Written request:
Can you transcribe the data exactly? Leave the pictures out.

The records:

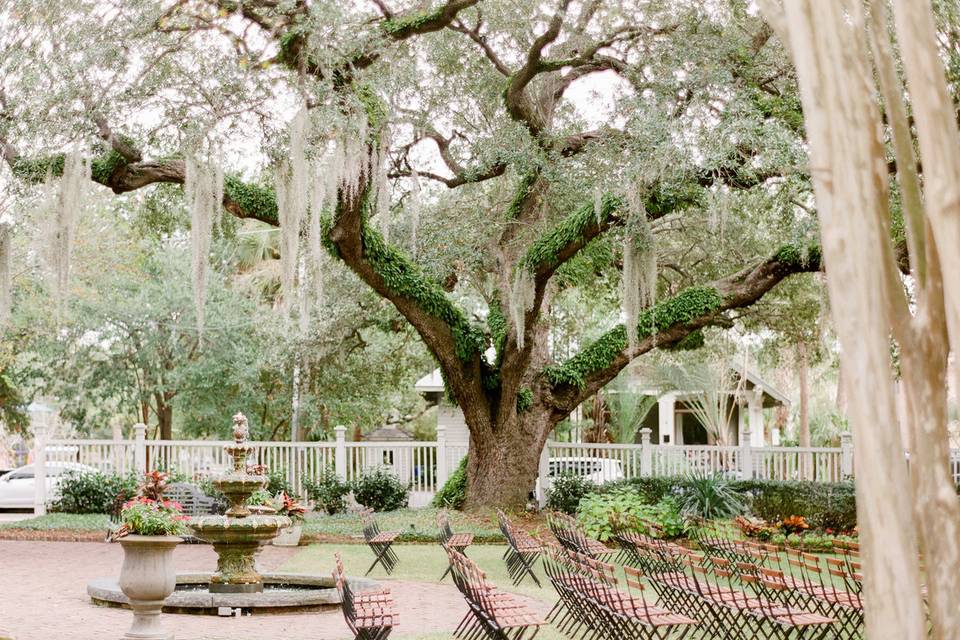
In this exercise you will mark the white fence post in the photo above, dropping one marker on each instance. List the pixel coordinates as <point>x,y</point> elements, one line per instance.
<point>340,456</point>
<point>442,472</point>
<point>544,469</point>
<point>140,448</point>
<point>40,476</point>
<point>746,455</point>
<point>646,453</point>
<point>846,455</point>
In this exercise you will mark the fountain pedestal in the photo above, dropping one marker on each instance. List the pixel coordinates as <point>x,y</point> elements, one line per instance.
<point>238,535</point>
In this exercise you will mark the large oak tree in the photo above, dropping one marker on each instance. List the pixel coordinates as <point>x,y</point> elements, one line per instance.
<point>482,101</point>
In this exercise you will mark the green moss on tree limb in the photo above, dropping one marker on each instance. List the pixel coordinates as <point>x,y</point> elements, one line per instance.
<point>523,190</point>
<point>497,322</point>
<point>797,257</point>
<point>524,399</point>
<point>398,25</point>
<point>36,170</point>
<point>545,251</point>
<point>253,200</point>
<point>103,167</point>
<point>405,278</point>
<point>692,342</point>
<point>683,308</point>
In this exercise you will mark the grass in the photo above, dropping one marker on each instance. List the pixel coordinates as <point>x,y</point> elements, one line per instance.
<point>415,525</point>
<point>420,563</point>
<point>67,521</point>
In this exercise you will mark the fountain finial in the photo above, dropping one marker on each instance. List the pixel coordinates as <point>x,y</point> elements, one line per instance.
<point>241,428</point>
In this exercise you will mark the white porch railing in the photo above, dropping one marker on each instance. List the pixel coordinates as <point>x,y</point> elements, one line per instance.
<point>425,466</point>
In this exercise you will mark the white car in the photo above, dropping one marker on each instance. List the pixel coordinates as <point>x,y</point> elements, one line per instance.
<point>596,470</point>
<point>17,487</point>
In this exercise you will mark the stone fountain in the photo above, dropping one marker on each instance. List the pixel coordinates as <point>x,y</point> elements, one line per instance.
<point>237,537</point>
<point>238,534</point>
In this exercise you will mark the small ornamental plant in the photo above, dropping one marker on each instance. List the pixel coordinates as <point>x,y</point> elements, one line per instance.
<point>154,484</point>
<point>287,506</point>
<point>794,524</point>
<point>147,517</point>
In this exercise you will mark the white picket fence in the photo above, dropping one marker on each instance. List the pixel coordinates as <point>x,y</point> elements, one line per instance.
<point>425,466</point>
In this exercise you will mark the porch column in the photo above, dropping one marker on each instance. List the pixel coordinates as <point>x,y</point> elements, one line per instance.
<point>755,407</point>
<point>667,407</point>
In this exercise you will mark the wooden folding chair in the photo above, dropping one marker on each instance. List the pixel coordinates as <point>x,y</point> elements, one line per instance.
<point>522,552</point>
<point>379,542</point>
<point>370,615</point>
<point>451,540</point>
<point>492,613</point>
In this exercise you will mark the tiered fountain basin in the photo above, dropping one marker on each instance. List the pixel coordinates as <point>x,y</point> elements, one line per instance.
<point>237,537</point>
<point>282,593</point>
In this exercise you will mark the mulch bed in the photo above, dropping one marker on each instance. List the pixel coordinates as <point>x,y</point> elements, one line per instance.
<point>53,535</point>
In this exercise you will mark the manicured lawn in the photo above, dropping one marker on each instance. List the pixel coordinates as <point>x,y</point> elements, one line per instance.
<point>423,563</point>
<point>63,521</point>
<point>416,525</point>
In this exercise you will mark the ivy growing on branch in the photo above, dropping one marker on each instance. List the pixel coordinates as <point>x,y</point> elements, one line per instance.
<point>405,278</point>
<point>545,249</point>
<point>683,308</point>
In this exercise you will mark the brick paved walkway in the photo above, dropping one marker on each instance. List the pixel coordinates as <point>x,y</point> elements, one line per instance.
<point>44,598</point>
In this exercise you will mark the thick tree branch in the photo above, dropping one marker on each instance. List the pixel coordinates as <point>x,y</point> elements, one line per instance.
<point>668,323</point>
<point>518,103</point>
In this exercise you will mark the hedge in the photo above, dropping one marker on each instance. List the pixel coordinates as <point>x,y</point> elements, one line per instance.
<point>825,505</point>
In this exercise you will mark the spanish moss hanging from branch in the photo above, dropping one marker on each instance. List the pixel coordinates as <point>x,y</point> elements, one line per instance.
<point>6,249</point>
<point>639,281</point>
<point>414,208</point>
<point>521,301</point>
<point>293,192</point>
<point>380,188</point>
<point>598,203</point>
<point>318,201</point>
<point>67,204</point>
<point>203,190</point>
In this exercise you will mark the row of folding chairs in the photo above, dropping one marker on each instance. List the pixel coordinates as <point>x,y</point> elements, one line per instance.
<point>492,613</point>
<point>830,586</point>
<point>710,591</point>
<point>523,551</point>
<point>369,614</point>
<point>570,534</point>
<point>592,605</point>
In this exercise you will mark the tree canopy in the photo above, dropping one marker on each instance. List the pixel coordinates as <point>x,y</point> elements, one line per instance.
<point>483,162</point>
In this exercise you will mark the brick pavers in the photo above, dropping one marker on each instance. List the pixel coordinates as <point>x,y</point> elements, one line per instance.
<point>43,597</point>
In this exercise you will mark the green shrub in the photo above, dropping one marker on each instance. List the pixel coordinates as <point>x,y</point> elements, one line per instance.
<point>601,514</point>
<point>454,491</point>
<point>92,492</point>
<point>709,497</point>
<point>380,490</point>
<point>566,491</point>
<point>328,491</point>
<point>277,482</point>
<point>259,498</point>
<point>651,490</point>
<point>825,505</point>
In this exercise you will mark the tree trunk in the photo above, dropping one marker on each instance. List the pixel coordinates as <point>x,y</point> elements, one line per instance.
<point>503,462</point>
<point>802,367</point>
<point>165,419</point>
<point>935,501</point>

Complete output:
In this exercise you will mark the white fence post in the photo above, dropping one marker on each instance. List the pixel coordinates as <point>x,y</point> elements, one line per instance.
<point>340,456</point>
<point>442,472</point>
<point>544,469</point>
<point>140,448</point>
<point>40,476</point>
<point>746,455</point>
<point>646,453</point>
<point>846,455</point>
In this exercise you will mark the fountain pedestal in the photo above, dropping one marker on each instance. List the pixel coordinates as <point>x,y</point> elements, one line per instance.
<point>238,535</point>
In this exercise you will mark the large oak tree in the photo above, dropping one marker on each instance. List the pixel coordinates as <point>x,y</point> elements, one line per instance.
<point>482,101</point>
In this exercise you will mark the green moss on tree limb in the photo above, dropping one marker on each instance. List the pixel coordinates as <point>x,y</point> elements, one line per instance.
<point>523,190</point>
<point>497,322</point>
<point>797,257</point>
<point>524,399</point>
<point>398,25</point>
<point>36,170</point>
<point>545,251</point>
<point>253,200</point>
<point>103,167</point>
<point>405,278</point>
<point>692,342</point>
<point>683,308</point>
In this exercise you will mark the grass in the photo above, dropping one marker on each instance. List the pixel coordinates as <point>x,y</point> elements, one line per instance.
<point>415,525</point>
<point>420,563</point>
<point>67,521</point>
In this exercise you will mark the fountain finial in the photo above, dropping one marker on each instance. List the pixel coordinates as <point>x,y</point> elements, one line per instance.
<point>241,428</point>
In this exercise you will mark the white porch railing in the photo above, dropping one marker on each instance. List the pixel coordinates as <point>x,y</point> elements, one line per instance.
<point>425,466</point>
In this exercise you will mark the white car in the photo above, dropping one marker on each instance. List the pixel coordinates as <point>x,y</point> elements, one line per instance.
<point>596,470</point>
<point>17,487</point>
In this exercise you will mark the stone fountain in the photo above, dropping one marker on each instance. List the pixel coordinates as <point>x,y</point> elements, one line per instance.
<point>237,537</point>
<point>238,534</point>
In this exercise you will mark the small ornamental plant in the photo above, dropping one marker on each instance. List the pixel coordinates as <point>x,y</point> elements, one line per instance.
<point>154,484</point>
<point>287,506</point>
<point>794,524</point>
<point>147,517</point>
In this exercise you will mark the white picket fence in the photo above, dropping one marker on each instance. List the pixel coordinates as <point>x,y</point> elements, one line per instance.
<point>425,466</point>
In this exercise you will mark the porch column in the photo above, dropping one marker on each instance. List the pixel coordinates as <point>x,y</point> elements, one line per instance.
<point>755,407</point>
<point>667,407</point>
In this exercise you will mark the wooden folding chair in the photo above, dropping one marker on each instance. List the pixel coordinates as <point>x,y</point> elements, one line per instance.
<point>522,552</point>
<point>379,542</point>
<point>370,615</point>
<point>451,540</point>
<point>492,613</point>
In this exercise you will mark the tiered fountain basin in the photo above, dropping one marker on each instance. List the pixel coordinates as <point>x,y</point> elements, one line per instance.
<point>237,537</point>
<point>282,593</point>
In this exercise you will mark the mulch bed in the photo above, dropping one marker on each instance. List the pixel coordinates as <point>x,y</point> elements, one line per instance.
<point>53,535</point>
In this exercise you will mark the manicured lawn in the photo above, dropping one marker on each instance. List the pixel coordinates as <point>x,y</point> elements, one line per instance.
<point>423,563</point>
<point>63,521</point>
<point>416,525</point>
In this exercise you will mark the ivy growing on branch in the photo above, dropping one marker on each instance. List the pixel coordinates as <point>x,y</point> elements, one line per instance.
<point>405,278</point>
<point>545,249</point>
<point>683,308</point>
In this exercise you will mark the brick paved walkway in the photo above, dropping one marker on each instance. List the pixel coordinates as <point>x,y</point> elements, one line per instance.
<point>44,598</point>
In this exercise you will mark the thick tree branch in the photo above, dropping one marker on each instance. List the pixel coordinates as <point>x,y</point> elements, one line per instance.
<point>668,323</point>
<point>518,103</point>
In this exercise you will mark the hedge in the photo above, dropping one marker on each instance. List the pixel coordinates as <point>x,y</point> elements, one line per instance.
<point>825,505</point>
In this exercise you will mark the spanish moss hanging from branch in the photo above, dropping one marker on each instance. List the pixel coordinates as <point>x,y</point> elements, one line per instance.
<point>6,249</point>
<point>639,281</point>
<point>414,208</point>
<point>521,301</point>
<point>293,192</point>
<point>380,188</point>
<point>598,203</point>
<point>318,201</point>
<point>67,204</point>
<point>203,190</point>
In this exercise you will mark the row of folding chairs in the photo above, dropping one marker on each instance. List the pixel coordinates as <point>x,y</point> elements, one line per instance.
<point>492,613</point>
<point>830,586</point>
<point>710,591</point>
<point>523,551</point>
<point>369,614</point>
<point>570,534</point>
<point>592,605</point>
In this exercise you will mark the tree canopy in the photo above, dropping one marker on each instance. List the pixel coordinates as <point>x,y</point> elements, one line per instance.
<point>483,162</point>
In this exercise you will mark the brick pavers in the photo above, dropping one marker on each instance. List the pixel coordinates as <point>x,y</point> elements, one line per instance.
<point>43,597</point>
In this exercise you will mark the green shrub in the photo above, dropping one marker on each instance. List the pixel coordinates as <point>x,y</point> elements, one line per instance.
<point>601,514</point>
<point>454,491</point>
<point>92,492</point>
<point>709,497</point>
<point>380,490</point>
<point>566,491</point>
<point>328,491</point>
<point>277,482</point>
<point>259,498</point>
<point>651,490</point>
<point>825,505</point>
In this exercise you will mark the tree trunk in the photo above, dropping one marker on each instance. List the pixel coordinates as <point>x,y</point> elements, one line per instance.
<point>503,462</point>
<point>802,367</point>
<point>165,419</point>
<point>935,501</point>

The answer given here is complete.